== Work to be completed ==
Reproduce the following records word for word, leaving out the pictures.

######

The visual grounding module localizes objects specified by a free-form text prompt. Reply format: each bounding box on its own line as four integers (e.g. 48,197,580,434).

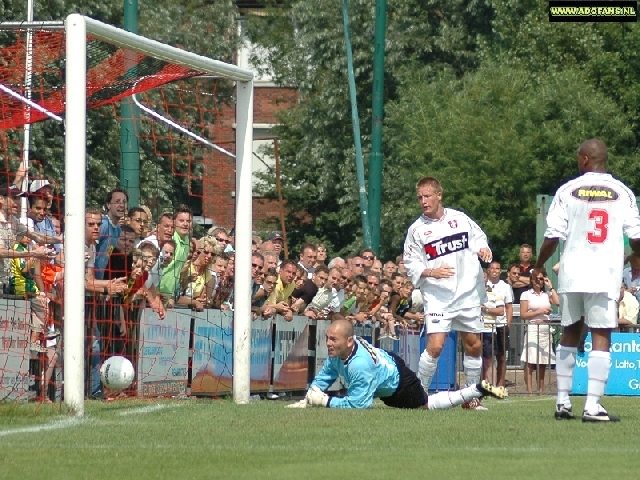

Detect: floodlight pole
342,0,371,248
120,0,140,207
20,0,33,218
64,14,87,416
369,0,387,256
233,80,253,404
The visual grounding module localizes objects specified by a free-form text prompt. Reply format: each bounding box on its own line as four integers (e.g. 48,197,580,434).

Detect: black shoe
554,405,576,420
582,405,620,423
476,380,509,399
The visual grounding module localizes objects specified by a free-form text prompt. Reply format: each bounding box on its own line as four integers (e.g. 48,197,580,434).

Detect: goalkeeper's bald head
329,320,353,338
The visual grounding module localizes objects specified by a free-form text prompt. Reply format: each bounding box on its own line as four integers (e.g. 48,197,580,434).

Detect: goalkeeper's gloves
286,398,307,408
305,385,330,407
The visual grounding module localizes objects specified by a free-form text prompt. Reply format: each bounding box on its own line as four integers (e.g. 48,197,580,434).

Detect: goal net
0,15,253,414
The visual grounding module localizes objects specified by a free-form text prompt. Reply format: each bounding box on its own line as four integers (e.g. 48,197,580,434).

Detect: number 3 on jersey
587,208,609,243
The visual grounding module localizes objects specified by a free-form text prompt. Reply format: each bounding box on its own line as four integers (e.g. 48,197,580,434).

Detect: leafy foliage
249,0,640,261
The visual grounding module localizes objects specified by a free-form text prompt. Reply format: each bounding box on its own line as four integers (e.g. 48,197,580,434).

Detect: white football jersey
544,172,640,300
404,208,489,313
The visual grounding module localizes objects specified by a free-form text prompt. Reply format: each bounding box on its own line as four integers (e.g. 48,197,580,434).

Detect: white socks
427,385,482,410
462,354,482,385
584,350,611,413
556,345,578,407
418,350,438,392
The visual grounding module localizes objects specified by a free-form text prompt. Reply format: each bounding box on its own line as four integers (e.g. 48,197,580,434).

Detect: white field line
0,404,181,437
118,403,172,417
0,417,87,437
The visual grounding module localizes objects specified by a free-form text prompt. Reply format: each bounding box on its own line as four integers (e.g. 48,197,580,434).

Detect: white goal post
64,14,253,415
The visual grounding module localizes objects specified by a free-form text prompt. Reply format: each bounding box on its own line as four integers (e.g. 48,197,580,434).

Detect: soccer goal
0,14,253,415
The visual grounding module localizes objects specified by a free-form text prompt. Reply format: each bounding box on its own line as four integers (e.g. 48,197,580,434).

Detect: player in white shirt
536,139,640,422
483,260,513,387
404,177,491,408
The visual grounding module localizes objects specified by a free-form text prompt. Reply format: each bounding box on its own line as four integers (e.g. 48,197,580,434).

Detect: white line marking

######

== Complete output ==
The visual grounding module localizes objects specified by a free-form text prompt. Reply format: each bounding box on its own line as four integers (e.g. 48,197,580,434).


Detect: floodlight pole
342,0,371,248
120,0,140,207
20,0,33,218
64,14,87,416
369,0,387,256
233,80,253,404
The visual grounding module localizes objects specified by a free-form text prompt. Reply format: each bounding box on its own line as four integers (e.g. 48,197,580,434).

Detect: black shoe
554,405,576,420
582,405,620,423
476,380,509,399
The visual grounding module localizes objects specified by a free-form text prompt. Reply format: each bounding box on its own line as four integers (e.g. 48,197,580,434).

Detect: goalkeeper's bald head
329,320,353,338
The visual grounding module localizes objects specified by a free-form text prompt. Reply format: each bounding box on its own line as four integers (e.g. 48,197,580,434).

Detect: goalkeeper's gloves
286,398,307,408
305,385,330,407
The visual grounding module localizes objects specified by a free-form text prompt. Reply format: each bounding box on its own line as four integers (e.g. 48,197,580,434).

Detect: goal net
0,15,253,414
The visual grounding module localizes objects specified by a free-form text prompt. Reply format: each bounding box on its own line as four integers (e.g. 48,197,580,434).

Detect: number 3 on jersey
587,208,609,243
The visual grounding module localizes objects specified by a free-form text prompt. Reply format: each bounding box on its own line as four integers (e.g. 48,197,580,434).

Detect: leafy foliage
249,0,640,261
The visual grounding module localizes objects specified by a free-form text prompt. Reply format: each bounding box on its own line as four integers (e.g. 48,197,580,434).

Detect: white football jersey
544,172,640,300
404,208,489,313
The visual grounding module localizes objects specified by a free-form text prompt. Reply format: each bounding box on its own line as four integers (e.g. 48,197,580,434).

Detect: white socks
427,385,482,410
462,354,482,385
584,350,611,413
556,345,578,407
418,350,438,392
The visual grounding module localizes objects specified by a free-form text prompt. Reply format: each bounding box on its own line as four integers (e.g. 48,197,580,434).

Detect: white field line
0,404,181,437
118,403,172,417
0,417,87,437
The visual grounding module localizes objects specified by a free-form text prompt. Reply format: each bounding box on its own line as four integers (e.g. 48,197,580,434).

Detect: white goal post
64,14,253,415
The visual grounding module localizes objects specified by a free-form text prompt. Reply format: each bounding box on its own line as four integers (e.g. 48,197,580,434).

Detect: soccer goal
0,14,253,415
The visual grounding module localizes objects specified by a free-form text prompt. Reply format: each bounding box on its own line as four integers (e.g. 48,197,580,434).

Detect: player in white shirt
536,139,640,422
483,260,513,387
404,177,491,408
The visual grounding module localizes objects specified by a free-form text prompt. Reply format: each bounding box on its own line as four integers (e.g. 48,197,580,434).

Detect: white line marking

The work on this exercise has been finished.